ASSIGNMENT: Transcribe the listing below exactly, from its first line through the line with "Mark the baking". Omit the pictures.

-- -- --

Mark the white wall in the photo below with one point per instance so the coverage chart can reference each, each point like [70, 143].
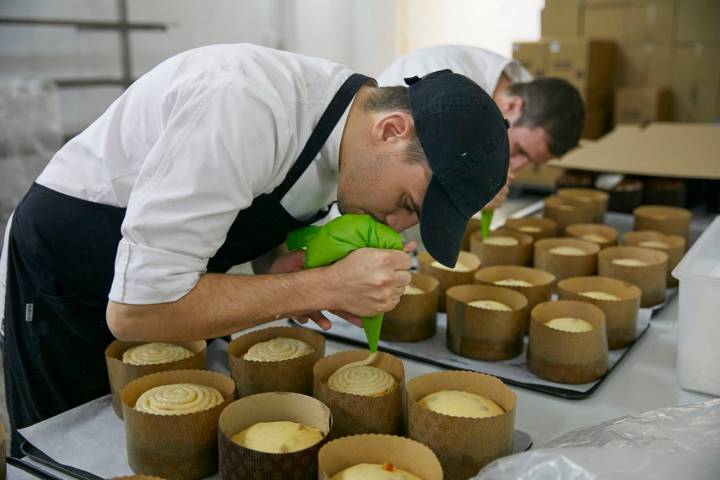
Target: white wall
[362, 34]
[53, 52]
[491, 24]
[366, 35]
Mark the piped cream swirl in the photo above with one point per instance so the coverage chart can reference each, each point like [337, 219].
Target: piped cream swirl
[278, 349]
[155, 353]
[360, 378]
[178, 399]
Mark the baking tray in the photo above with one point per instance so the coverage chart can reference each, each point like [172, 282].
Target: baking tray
[514, 372]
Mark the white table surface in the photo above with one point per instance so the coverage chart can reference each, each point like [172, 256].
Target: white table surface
[645, 380]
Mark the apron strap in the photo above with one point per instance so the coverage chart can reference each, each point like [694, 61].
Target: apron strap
[321, 132]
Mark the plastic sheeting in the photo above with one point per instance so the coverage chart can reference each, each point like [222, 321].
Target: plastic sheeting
[30, 133]
[676, 442]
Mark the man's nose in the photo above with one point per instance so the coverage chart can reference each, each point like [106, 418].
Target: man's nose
[517, 162]
[401, 221]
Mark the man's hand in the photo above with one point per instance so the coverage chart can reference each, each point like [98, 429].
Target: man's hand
[325, 323]
[369, 281]
[289, 262]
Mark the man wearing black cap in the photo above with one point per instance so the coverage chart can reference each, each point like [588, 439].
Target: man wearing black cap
[208, 161]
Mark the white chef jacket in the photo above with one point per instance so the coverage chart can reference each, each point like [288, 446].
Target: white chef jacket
[188, 146]
[481, 66]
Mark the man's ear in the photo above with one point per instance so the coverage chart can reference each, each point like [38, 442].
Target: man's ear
[511, 107]
[393, 126]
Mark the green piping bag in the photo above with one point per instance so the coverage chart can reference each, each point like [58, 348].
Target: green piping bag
[335, 240]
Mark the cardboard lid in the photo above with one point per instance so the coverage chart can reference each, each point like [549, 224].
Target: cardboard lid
[687, 150]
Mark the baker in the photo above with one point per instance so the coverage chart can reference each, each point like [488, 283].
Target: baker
[546, 114]
[208, 161]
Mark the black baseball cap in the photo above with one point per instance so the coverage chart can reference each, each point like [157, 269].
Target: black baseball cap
[465, 139]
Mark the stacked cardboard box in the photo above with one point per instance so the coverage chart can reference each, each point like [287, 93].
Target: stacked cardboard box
[588, 64]
[661, 43]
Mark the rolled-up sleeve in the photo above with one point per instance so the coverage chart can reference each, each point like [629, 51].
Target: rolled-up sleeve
[215, 154]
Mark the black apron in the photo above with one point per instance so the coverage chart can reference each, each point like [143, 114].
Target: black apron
[61, 259]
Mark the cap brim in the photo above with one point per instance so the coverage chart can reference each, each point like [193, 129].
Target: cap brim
[442, 226]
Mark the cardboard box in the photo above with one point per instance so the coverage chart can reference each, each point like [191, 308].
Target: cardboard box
[698, 21]
[562, 22]
[641, 105]
[696, 83]
[539, 176]
[645, 64]
[586, 63]
[532, 56]
[596, 123]
[651, 21]
[605, 20]
[687, 150]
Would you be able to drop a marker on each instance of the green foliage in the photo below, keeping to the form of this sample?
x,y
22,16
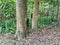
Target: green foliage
x,y
8,26
8,9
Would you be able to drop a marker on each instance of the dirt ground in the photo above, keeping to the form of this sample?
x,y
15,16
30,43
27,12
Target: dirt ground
x,y
46,36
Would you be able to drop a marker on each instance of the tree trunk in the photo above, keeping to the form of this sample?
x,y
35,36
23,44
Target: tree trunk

-- -- --

TASK RESPONSE:
Mark the white wall in the photo below with one point per instance so the coverage chart can reference each, each point like [70, 143].
Target: white wall
[362, 34]
[53, 52]
[491, 24]
[366, 35]
Mark the piped cream swirl in the photo above with one point per instance so the coverage chart can reference each, each point like [337, 219].
Target: piped cream swirl
[278, 349]
[155, 353]
[360, 378]
[178, 399]
Mark the baking tray in the photo above with one point per instance so the coverage chart can reference each, each point like [172, 282].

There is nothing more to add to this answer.